- **WHAT NEEDS TO BE DONE**:
Using the traffic sign recognition text below, explain in one to three sentences why the authors developed a Confidence-Weighted Mean Shift algorithm.

- **PAGE EXTRACT**:
Road sign recognition is of great interest in Intelligent Transportation and Automatic Vehicles. However, this problem is non-trivial owing to limitations such as low resolution of input video, poor lighting condition, cluttered background, and changing scales/views while vehicles are moving. A comprehensive approach to online detection and recognition of traffic signs is presented in this work. The process is comprised of the typical three stages of detection, tracking and recognition, as commonly used in many object recognition problems. At the detection stage, a quad-tree operation is performed first on the densities of sign-specific colour gradients in order to locate the regions of interest. A regular polygon detector or a boosted classifier cascade is then used to detect the possible signs. We have also developed a Confidence-Weighted Mean Shift algorithm to refine the often redundant detection results. For the recognition, we have developed and evaluated several different approaches, including the model-based method of class specific discriminative features and data-driven methods of SimBoost and similarity-learning kernel regression trees. We have also demonstrated that these methods can be used for other general object recognition.

References:
• A. Ruta, F. Porikli, S. Watanabe, and Y. Li. In-vehicle camera traffic sign detection and recognition. Machine Vision and Applications, volume 22, number 2, pages 359-375, 2011.
• A. Ruta, Y. Li and X. Liu. Robust Class Similarity Measure for Traffic Sign Recognition. IEEE Transactions on Intelligent Transportation Systems, volume 11, issue 4, pages 846-855, 2010.
• A. Ruta, Y. Li and X. Liu. Real-Time Traffic Sign Recognition from Video by Class-Specific Discriminative Features. Pattern Recognition, volume 43, issue 1, pages 416-430, 2010.
• A. Ruta, Y. Li, F. Porikli, S. Watanabe, H. Kage, K. Sumi. A New Approach for In-Vehicle Camera Traffic Sign Detection and Recognition. In Proc. IAPR Conference on Machine Vision Applications, Japan, 2009. MVA Most Influential Paper over the Decade Award (Awarded in 2019).
• A. Ruta, Y. Li, and X. Liu. Detection, Tracking and Recognition of Traffic Signs from Video Input. The 11th International IEEE Conference on Intelligent Transportation Systems, Beijing, 2008.
• A. Ruta, Y. Li and X. Liu. Towards Real-Time Traffic Sign Recognition by Class-Specific Discriminative Features. In Proc. British Machine Vision Conference, Warwich, UK, September 2007. Best Poster Prize.
• A. Ruta, Y. Li and X. Liu. Traffic Sign Recognition Using Discriminative Local Features. In Advances in Intelligent Data Analysis VII, pages 355-366, 2007.

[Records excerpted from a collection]

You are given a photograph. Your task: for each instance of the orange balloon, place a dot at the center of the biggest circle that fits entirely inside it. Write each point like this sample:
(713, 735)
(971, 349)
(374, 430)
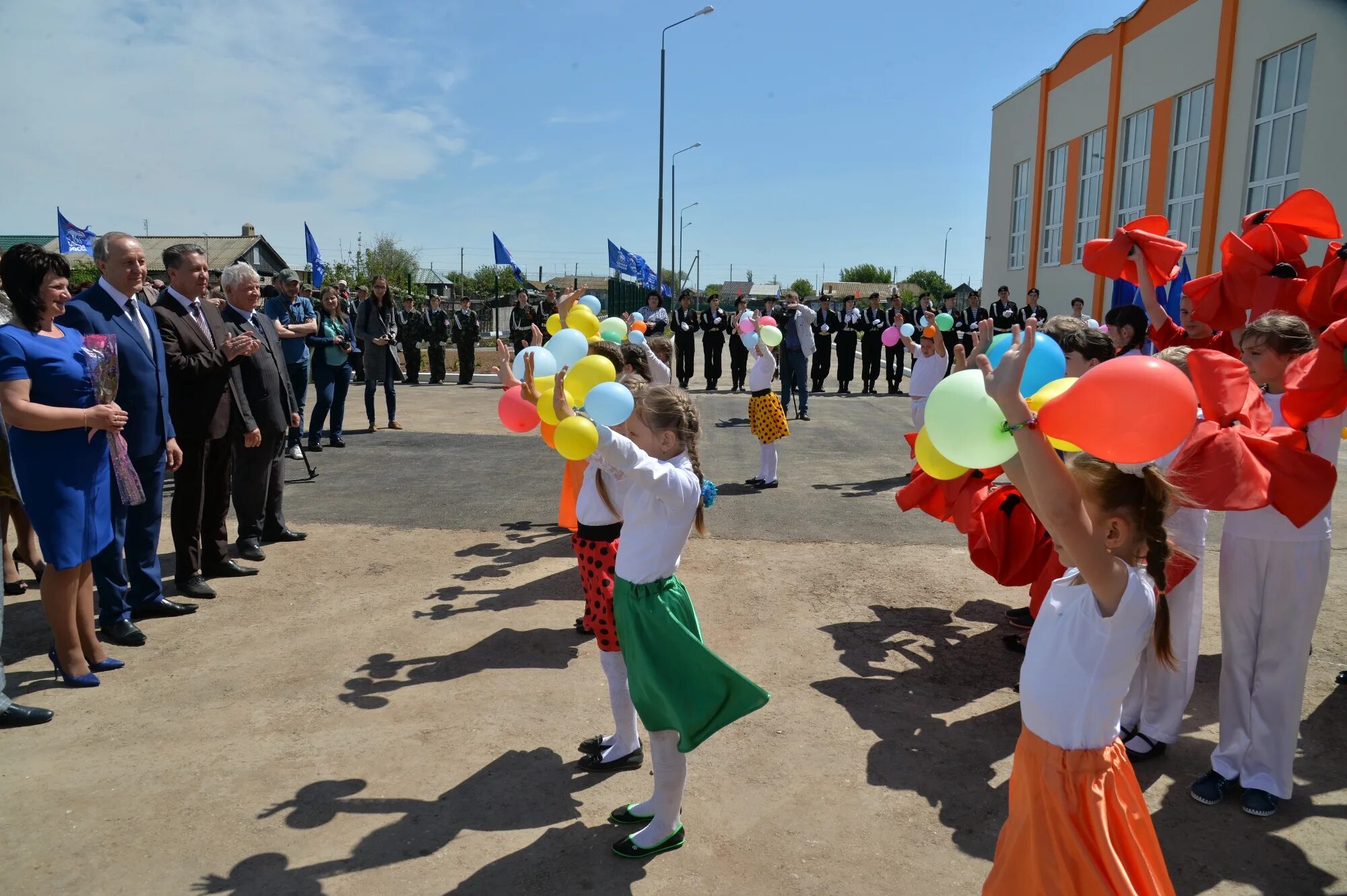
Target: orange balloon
(1128, 411)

- **RESULT OF THE TASK**:
At the detection stage, a regular polygon detector or a boosted classifier cascade finds the possible signs, and these detection results are often redundant. The Confidence-Weighted Mean Shift algorithm was developed to refine them.